GIVEN PASSAGE.

+ + + +

On Stacy Grossfield’s “metamorphosis”
By Sofía Benitez, Winter/Spring 2019 Curatorial Intern
The “In Dialogue” series spotlights conversations between members of The Kitchen’s community about art and ideas.
On April 5 and 6, 2019, Stacy Grossfield presented metamorphosis at The Kitchen as part of Dance and Process. I sat down with Stacy Grossfield, along with performers and collaborators Nola Sporn Smith and Alexandra Albrecht, to learn more about their experiences, process, and work.
Initiated in 1995, Dance and Process is The Kitchen’s longest-running series. For ten weeks, participants discuss their work, develop a performance, and present it to an audience. This year, Dance and Process featured mayfield brooks, Rebecca Serrell Cyr, Stacy Grossfield, and Christopher Unpezverde Núñez and was facilitated by Yve Laris Cohen and Moriah Evans.
What ideas emerged from and informed the making of this work?
Stacy Grossfield [SG]: I thought about kinds of women that feel like characters to me. Sometimes I work from a place of wanting to make characters or people that I can’t relate to at all, I don’t know them. That’s really interesting to me, trying to work on things I don’t know how to make. I started to think of upper-class women, the one percent. They feel like aliens to me. Actually, in the way Nola moves in the solo, she’s an animal. We are all animals; even the uppermost-class women are still animals. Nola’s solo was going between upper-class, one-percent woman, animal, and alien.
Nola Sporn Smith [NSS]: We also talked about scenes in films. Stacy is extremely visual. I remember once in rehearsal for the solo, I ran through it and she asked, “how did that feel?” And I replied, “does it even matter?” She was very respectful of our limits, so it wasn’t a cruel process in that way, but she sat outside of it when she built the piece. It was really from the perspective of the audience, how it would appear and how she could craft the piece to be viewed as best as possible.
What is the relationship between the characters and sections?
SG: I wanted to present this piece in three separate sections: a solo by Nola, a duet, and a solo by Alex. When I think about the idea of metamorphosis, I think about how there is a lot of time between different stages of evolution. Nola’s character is a very early version, a stage with a lot of kinks and issues, things that are not working. What’s inside of her is obviously not herself. Alex’s character is a very highly efficient, pretty finished version of this being but still not quite perfect. Her body is fighting what is inside, the self-trying-to-be. That’s how I really feel about these people I can’t relate to. They’ve really repressed being uncomfortable.
NSS: The sections were sequenced in a very dreamlike way. I often describe Stacy’s work as surrealist dance in the way she distorts a recognizable thing or idea. In this case it was a woman or feminine figure.
Is there humor in the work? Was it intentional, or something you expected?
SG: Part of my work is always humorous, but I never expect it because I learned that you can’t. Nobody laughed as much with my previous work as they did with this piece. In one of the DAP showings, everyone asked me if I was okay with the laughter and I said, “I don’t know how people don’t laugh.” I know for sure because of the way Nola and Alex are working so hard, if a viewer goes into it from a kinesthetic level, especially fellow performers, then they will probably miss the humor because they are seeing it from a different lens. But from a certain view it is really funny—I always laughed in rehearsal.

+ + + +

MATERIAL SUPPLIED.
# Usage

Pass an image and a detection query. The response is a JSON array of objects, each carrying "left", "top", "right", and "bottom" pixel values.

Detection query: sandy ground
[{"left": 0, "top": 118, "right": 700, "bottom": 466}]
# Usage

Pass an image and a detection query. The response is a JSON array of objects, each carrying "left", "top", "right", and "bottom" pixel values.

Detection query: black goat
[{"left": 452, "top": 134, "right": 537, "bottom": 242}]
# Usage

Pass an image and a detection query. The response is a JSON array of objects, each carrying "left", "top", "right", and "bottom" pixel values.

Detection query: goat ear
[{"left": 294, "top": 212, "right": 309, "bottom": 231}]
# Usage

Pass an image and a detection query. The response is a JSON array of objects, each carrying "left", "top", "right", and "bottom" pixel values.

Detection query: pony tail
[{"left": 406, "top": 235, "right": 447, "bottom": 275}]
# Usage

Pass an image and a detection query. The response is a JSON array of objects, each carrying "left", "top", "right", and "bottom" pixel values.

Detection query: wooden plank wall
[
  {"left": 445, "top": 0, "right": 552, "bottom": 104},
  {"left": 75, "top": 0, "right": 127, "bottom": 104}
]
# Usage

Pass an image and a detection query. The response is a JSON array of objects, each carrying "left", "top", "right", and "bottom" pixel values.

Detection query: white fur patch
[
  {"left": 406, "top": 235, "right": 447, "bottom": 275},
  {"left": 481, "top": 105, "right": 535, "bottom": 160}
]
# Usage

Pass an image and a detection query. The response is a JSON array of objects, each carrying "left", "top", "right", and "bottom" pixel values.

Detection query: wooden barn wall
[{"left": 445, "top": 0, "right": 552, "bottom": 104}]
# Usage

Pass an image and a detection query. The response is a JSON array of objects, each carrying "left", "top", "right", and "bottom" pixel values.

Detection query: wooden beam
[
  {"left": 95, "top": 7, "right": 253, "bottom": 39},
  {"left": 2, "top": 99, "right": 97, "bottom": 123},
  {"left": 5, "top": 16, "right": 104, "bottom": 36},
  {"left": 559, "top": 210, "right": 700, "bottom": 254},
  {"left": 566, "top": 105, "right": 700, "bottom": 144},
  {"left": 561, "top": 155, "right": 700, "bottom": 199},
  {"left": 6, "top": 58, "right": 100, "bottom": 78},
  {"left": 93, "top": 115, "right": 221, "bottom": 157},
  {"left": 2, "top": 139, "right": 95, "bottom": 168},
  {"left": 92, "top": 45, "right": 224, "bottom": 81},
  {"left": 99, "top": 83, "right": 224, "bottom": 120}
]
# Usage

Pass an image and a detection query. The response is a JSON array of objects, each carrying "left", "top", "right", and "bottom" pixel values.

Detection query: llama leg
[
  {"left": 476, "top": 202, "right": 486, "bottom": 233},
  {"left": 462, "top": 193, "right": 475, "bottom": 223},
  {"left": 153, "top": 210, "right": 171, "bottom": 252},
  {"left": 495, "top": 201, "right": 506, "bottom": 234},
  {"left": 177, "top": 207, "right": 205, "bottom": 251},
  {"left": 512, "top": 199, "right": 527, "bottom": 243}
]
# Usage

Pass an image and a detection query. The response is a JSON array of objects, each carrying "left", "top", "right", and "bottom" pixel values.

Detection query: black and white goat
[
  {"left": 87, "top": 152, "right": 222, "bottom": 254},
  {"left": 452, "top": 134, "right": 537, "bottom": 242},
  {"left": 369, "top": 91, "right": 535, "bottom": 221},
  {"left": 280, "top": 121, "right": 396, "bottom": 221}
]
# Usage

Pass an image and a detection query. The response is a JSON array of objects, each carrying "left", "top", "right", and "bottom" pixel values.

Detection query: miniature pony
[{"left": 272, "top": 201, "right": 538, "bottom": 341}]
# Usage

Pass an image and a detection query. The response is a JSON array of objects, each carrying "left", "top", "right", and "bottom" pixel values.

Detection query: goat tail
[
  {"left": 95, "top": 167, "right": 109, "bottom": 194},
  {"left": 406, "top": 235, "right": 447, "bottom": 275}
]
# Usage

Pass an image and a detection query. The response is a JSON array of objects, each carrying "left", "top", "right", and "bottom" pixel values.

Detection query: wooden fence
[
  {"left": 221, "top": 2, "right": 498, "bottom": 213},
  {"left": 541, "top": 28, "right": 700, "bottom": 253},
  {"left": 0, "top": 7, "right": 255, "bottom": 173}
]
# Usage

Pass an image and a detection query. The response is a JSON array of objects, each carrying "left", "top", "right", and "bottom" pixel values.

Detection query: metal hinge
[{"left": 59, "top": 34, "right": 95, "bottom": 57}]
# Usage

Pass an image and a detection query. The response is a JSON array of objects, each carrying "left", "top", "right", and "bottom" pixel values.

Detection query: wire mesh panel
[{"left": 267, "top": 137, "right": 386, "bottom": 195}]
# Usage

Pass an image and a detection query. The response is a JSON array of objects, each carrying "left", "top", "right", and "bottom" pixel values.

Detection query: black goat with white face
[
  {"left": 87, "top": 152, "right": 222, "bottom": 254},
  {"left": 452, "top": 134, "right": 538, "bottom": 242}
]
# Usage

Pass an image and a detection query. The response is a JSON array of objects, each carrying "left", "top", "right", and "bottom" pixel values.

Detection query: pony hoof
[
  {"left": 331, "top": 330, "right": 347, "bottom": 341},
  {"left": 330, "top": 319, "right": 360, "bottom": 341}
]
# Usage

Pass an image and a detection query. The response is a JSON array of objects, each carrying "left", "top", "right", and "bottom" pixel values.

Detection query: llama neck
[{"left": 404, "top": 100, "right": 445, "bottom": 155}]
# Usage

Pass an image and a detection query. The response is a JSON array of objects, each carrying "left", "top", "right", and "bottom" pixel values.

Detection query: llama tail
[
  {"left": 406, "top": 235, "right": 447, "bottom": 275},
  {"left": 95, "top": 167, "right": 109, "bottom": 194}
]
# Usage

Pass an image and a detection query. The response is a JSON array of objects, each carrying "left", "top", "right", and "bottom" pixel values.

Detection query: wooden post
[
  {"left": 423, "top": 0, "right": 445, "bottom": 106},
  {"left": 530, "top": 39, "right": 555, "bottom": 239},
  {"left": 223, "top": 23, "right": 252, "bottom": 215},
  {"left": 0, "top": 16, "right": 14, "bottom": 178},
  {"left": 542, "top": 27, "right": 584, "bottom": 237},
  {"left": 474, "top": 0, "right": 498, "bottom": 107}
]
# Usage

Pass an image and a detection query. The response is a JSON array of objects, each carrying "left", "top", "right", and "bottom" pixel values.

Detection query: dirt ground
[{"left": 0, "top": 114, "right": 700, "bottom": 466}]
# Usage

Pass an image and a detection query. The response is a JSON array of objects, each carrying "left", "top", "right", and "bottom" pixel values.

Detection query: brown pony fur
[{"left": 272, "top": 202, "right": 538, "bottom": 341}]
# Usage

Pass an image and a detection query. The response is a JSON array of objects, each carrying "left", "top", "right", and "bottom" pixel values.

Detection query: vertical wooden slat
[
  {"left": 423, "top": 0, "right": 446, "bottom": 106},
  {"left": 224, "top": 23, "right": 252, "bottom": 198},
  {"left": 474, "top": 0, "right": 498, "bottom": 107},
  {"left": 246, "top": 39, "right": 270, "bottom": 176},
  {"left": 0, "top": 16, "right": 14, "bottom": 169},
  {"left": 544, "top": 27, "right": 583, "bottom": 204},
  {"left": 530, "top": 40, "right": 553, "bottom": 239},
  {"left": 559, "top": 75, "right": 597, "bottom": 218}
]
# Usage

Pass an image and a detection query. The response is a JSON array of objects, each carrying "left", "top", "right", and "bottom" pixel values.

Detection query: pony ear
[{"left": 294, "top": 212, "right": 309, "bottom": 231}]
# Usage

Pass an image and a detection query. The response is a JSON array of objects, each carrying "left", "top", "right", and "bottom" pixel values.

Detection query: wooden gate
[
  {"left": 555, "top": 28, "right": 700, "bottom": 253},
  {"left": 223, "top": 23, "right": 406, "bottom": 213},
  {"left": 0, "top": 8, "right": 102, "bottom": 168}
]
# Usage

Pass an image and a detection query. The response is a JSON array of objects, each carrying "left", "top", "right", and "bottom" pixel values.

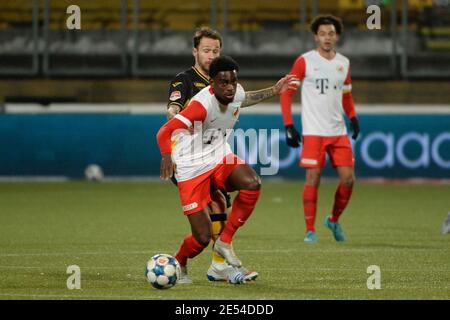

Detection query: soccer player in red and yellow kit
[
  {"left": 157, "top": 56, "right": 297, "bottom": 283},
  {"left": 280, "top": 15, "right": 360, "bottom": 243}
]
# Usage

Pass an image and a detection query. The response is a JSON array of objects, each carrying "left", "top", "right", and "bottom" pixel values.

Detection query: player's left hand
[
  {"left": 273, "top": 74, "right": 300, "bottom": 94},
  {"left": 160, "top": 154, "right": 176, "bottom": 180},
  {"left": 350, "top": 117, "right": 360, "bottom": 140}
]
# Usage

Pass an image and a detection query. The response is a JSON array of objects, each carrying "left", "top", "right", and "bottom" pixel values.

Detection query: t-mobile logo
[{"left": 316, "top": 78, "right": 328, "bottom": 94}]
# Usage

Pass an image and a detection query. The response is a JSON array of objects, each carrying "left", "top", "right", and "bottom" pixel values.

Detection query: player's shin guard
[
  {"left": 175, "top": 234, "right": 205, "bottom": 266},
  {"left": 210, "top": 213, "right": 227, "bottom": 264},
  {"left": 303, "top": 184, "right": 317, "bottom": 232},
  {"left": 330, "top": 184, "right": 353, "bottom": 222},
  {"left": 220, "top": 190, "right": 261, "bottom": 243}
]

+ + + +

SET EXERCISE A. Copy from the interview word for word, beginning at the words "Initiated in 1995, Dance" and stopping after "and Moriah Evans.".
SET EXERCISE B. According to the interview, in what year was Dance and Process initiated?
The material that comes after the interview is not needed here.

RESPONSE A.
Initiated in 1995, Dance and Process is The Kitchen’s longest-running series. For ten weeks, participants discuss their work, develop a performance, and present it to an audience. This year, Dance and Process featured mayfield brooks, Rebecca Serrell Cyr, Stacy Grossfield, and Christopher Unpezverde Núñez and was facilitated by Yve Laris Cohen and Moriah Evans.

RESPONSE B. 1995